**Kutipan Teks:**

▽

Menuju konten utama

Pelepasan Ribuan Lampion Menutup Peringatan Tri Suci Waisak 2024

Pelepasan lampion sebagai penutup rangkaian Hari Raya Waisak merupakan simbol atas harapan dan doa memohon agar dunia selalu diliputi kedamaian.

Pelepasan Ribuan Lampion Menutup Peringatan Tri Suci Waisak 2024
Sejumlah warga menerbangkan lampion saat rangkaian perayaan Tri Suci Waisak 2562BE/2018 di Kompleks Candi Borobudur, Magelang, Jawa Tengah, Selasa (29/5/2018). ANTARA FOTO/Hendra Nurdiyansyah

tirto.id - Ribuan lampion yang terbang di langit Borobudur, Magelang, menutup rangkaian peringatan Tri Suci Waisak 2568 BE/2024 di Candi Borobudur pada Kamis (23/5/2024) malam.

Ketua Panitia Festival Lampion, Fatmawati, menyatakan penutupan peringatan Tri Suci Waisak di Borobudur tersebut melibatkan 2.568 lampion yang diterbangkan secara bersama-sama.

“Total lampion yang kita terbangkan malam ini adalah 2.568, itu mengikuti tahun Buddhis Era di tahun 2024 ini,” ujar Fatmawati ketika ditemui pada Kamis.

△

**Instruksi 1:**
Tuliskan tanpa perubahan bagian kutipan tentang pelepasan lampion Waisak yang diawali kata-kata "Menuju konten utama" dan diakhiri dengan "diterbangkan secara bersama-sama.".
Kutipan di atas dan daftar berikut tidak berhubungan satu sama lain.

**Daftar yang Diberikan:**

▽

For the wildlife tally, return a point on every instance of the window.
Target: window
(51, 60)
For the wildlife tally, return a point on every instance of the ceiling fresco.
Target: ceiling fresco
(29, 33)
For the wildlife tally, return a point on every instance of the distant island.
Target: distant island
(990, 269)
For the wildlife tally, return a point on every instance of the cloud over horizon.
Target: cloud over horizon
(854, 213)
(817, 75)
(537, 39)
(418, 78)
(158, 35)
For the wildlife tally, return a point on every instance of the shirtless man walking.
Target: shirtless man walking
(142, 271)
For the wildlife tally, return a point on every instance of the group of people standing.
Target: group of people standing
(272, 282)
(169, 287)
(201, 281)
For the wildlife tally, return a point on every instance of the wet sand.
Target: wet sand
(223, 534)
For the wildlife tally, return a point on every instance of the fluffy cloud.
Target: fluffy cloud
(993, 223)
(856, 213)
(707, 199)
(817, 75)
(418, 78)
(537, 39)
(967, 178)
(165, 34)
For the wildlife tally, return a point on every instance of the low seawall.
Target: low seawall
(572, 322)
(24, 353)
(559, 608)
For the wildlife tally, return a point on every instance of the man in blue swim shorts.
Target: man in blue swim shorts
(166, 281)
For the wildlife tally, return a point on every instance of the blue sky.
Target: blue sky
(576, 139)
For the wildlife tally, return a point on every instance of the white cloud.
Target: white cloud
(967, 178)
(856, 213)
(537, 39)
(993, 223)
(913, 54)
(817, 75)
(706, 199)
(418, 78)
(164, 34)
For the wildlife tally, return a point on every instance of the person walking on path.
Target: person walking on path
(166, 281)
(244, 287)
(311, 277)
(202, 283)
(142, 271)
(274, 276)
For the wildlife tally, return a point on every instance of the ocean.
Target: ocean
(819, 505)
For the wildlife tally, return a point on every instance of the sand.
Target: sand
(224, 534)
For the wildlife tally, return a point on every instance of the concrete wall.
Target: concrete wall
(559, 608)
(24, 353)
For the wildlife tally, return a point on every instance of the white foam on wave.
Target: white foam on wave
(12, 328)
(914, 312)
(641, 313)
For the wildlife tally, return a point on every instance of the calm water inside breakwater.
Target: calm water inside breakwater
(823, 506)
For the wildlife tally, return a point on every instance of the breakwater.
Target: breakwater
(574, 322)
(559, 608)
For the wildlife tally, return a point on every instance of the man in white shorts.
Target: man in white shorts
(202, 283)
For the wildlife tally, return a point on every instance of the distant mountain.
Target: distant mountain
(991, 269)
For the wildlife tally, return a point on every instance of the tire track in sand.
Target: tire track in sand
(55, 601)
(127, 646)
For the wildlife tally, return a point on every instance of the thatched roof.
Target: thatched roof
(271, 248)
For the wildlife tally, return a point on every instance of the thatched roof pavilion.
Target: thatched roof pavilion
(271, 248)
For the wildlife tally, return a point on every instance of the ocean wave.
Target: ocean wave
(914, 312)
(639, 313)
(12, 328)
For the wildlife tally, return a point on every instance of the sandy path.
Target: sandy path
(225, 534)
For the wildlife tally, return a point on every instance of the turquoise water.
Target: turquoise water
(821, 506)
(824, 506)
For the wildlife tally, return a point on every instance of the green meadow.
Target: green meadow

△
▽

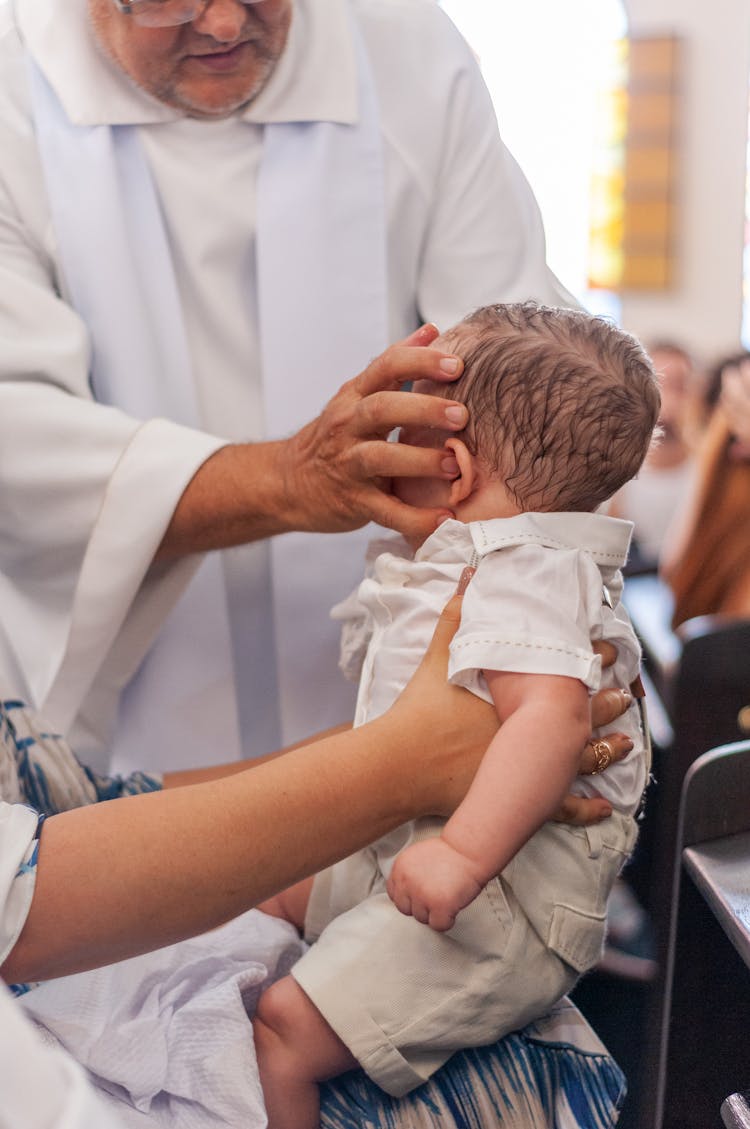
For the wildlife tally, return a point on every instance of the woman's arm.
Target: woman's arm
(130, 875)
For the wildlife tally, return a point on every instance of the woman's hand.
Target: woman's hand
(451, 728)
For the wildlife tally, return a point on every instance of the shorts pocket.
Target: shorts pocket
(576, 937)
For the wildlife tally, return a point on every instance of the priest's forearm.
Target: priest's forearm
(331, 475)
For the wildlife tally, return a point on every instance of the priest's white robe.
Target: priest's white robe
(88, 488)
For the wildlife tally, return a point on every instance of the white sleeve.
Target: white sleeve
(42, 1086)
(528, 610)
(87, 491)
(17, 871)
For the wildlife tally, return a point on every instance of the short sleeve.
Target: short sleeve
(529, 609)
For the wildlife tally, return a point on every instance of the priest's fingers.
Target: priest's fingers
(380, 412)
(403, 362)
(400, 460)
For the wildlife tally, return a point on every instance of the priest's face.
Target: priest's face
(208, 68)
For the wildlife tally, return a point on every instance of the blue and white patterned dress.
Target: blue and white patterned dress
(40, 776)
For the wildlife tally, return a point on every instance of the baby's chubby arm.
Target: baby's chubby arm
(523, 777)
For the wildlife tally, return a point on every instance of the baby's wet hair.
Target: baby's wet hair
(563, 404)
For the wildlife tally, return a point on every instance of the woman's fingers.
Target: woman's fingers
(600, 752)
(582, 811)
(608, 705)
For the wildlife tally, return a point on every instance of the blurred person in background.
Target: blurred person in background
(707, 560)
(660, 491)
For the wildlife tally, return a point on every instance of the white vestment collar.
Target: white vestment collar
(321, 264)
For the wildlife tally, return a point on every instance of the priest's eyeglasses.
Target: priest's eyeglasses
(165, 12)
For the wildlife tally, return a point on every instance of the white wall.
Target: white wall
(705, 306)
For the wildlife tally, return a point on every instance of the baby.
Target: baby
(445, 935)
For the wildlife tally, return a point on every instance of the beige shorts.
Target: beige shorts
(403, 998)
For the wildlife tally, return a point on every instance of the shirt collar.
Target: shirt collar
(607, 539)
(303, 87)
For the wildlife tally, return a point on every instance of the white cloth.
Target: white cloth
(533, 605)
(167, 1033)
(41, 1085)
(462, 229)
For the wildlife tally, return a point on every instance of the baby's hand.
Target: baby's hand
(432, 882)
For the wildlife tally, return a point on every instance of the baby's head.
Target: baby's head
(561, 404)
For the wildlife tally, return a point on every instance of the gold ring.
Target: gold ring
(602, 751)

△

**Instruksi 2:**
Temukan setiap baris dalam daftar yang memuat kata "ceiling", lalu salin baris-baris tersebut.

**Jawaban 1:**
Menuju konten utama

Pelepasan Ribuan Lampion Menutup Peringatan Tri Suci Waisak 2024

Pelepasan lampion sebagai penutup rangkaian Hari Raya Waisak merupakan simbol atas harapan dan doa memohon agar dunia selalu diliputi kedamaian.

Pelepasan Ribuan Lampion Menutup Peringatan Tri Suci Waisak 2024
Sejumlah warga menerbangkan lampion saat rangkaian perayaan Tri Suci Waisak 2562BE/2018 di Kompleks Candi Borobudur, Magelang, Jawa Tengah, Selasa (29/5/2018). ANTARA FOTO/Hendra Nurdiyansyah

tirto.id - Ribuan lampion yang terbang di langit Borobudur, Magelang, menutup rangkaian peringatan Tri Suci Waisak 2568 BE/2024 di Candi Borobudur pada Kamis (23/5/2024) malam.

Ketua Panitia Festival Lampion, Fatmawati, menyatakan penutupan peringatan Tri Suci Waisak di Borobudur tersebut melibatkan 2.568 lampion yang diterbangkan secara bersama-sama.

**Jawaban 2:**
For the wildlife tally, return a point on every instance of the ceiling fresco.
Target: ceiling fresco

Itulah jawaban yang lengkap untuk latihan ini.